* Actions to take:
**1)** Translate this sentence from the control research abstract into Spanish: "Preliminary results on integral and first order controllers look promising."
**2)** For each statement, answer yes or no based on the control research abstract, and quote the words that decide it. (a) The award is funded under the American Recovery and Reinvestment Act of 2009. (b) The proposed design methods are to rely on mathematical models rather than measured data. (c) Existing methods yield low order controllers.
─── Selected excerpt ───
This award is funded under the American Recovery and Reinvestment Act of 2009 (Public Law 111-5).
This research aims to develop new fundamental theory and effective design methodologies to address practically important issues that existing control theories cannot effectively handle: specifically the proposal will develop methods for the design of fixed and low order controllers for multivariable systems which satisfy multiple design specifications and which are based on the measured data and not on models. This is a very realistic engineering problem that remains open despite significant progress in computer-aided design.
The objective of feedback control system design is to precisely regulate physical quantities such as position, velocity, temperature, pressure, flow-rate and level in dynamic systems despite significant uncertainty and knowledge of the behavior of the underlying processes. The present proposal approaches the control design problem with a view to overcoming several outstanding challenges. These are a) the need to develop design methods which use measured data directly since mathematical models are unavailable for most systems b) the design of low order or low complexity controllers since the existing methods yield high order controllers which are often fragile or acutely sensitive and therefore unimplementable and c) designs which satisfy multiple user defined specifications. Preliminary results on integral and first order controllers look promising. The research should have a significant impact on control applications ranging from chemical processes, manufacturing systems, disk drives, missile and aircraft control, internet congestion control and biological control systems including genetic networks. In each of these applications models are scarcely available and few effective design techniques exist for the effective design of simple controllers.
─── Provided records ───
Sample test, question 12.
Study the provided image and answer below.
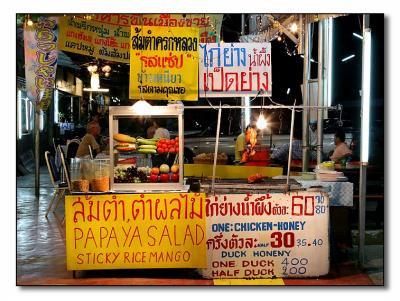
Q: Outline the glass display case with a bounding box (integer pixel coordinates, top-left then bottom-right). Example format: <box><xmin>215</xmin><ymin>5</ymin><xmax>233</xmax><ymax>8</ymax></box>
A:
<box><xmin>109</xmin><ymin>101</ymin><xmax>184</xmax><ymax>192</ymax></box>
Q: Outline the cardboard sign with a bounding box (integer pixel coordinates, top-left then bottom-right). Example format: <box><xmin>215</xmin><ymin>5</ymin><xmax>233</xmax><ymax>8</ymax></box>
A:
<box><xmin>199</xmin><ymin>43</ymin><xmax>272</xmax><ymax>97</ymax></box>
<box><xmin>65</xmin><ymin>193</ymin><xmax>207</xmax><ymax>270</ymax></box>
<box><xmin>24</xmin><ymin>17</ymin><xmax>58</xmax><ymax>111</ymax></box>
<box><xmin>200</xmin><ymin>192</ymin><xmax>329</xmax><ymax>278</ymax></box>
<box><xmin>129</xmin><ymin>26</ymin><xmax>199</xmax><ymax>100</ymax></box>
───
─── Provided records ───
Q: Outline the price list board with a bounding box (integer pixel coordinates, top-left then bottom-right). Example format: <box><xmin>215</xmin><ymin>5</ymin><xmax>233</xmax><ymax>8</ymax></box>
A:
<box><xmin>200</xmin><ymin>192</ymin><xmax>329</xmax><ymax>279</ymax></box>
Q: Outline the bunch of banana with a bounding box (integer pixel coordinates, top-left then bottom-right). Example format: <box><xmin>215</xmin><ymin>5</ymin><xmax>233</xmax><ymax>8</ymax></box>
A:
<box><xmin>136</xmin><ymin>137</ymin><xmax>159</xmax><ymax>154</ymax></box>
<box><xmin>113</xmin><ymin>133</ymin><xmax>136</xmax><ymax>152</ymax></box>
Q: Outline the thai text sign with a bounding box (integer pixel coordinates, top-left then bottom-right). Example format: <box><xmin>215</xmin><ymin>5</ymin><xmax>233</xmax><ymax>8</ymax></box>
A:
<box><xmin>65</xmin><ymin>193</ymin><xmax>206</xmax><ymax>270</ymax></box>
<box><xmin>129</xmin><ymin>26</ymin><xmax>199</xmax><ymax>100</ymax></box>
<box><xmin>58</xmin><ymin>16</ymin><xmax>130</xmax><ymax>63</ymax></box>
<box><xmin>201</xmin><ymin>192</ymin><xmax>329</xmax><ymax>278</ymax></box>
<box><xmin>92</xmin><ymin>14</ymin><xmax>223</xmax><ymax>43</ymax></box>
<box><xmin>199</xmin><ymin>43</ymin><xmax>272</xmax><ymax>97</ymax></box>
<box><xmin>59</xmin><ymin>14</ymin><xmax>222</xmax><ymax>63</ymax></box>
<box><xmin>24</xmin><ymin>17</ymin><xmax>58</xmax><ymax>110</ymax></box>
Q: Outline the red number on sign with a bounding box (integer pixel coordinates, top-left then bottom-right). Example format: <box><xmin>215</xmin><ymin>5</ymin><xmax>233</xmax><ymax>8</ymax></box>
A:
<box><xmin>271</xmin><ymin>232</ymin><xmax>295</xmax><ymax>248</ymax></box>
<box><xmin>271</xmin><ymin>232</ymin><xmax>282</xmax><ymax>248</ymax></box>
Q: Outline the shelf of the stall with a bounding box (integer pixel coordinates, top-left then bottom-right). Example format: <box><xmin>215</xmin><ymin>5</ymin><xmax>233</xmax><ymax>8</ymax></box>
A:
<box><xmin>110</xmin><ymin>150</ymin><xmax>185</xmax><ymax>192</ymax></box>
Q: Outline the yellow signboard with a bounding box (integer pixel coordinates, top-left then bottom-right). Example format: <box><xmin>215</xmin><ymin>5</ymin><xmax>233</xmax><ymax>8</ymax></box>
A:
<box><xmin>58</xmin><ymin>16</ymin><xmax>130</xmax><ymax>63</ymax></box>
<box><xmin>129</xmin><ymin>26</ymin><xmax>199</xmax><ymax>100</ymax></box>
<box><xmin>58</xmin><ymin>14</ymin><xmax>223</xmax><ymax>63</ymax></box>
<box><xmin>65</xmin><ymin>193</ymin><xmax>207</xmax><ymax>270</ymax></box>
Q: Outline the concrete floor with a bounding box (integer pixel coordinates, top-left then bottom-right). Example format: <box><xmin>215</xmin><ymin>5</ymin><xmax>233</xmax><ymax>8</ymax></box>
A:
───
* Activity answers:
**1)** Los resultados preliminares sobre controladores integrales y de primer orden parecen prometedores.

**2)**
(a) Yes: "This award is funded under the American Recovery and Reinvestment Act of 2009 (Public Law 111-5)."
(b) No: "which are based on the measured data and not on models"
(c) No: "the existing methods yield high order controllers which are often fragile or acutely sensitive"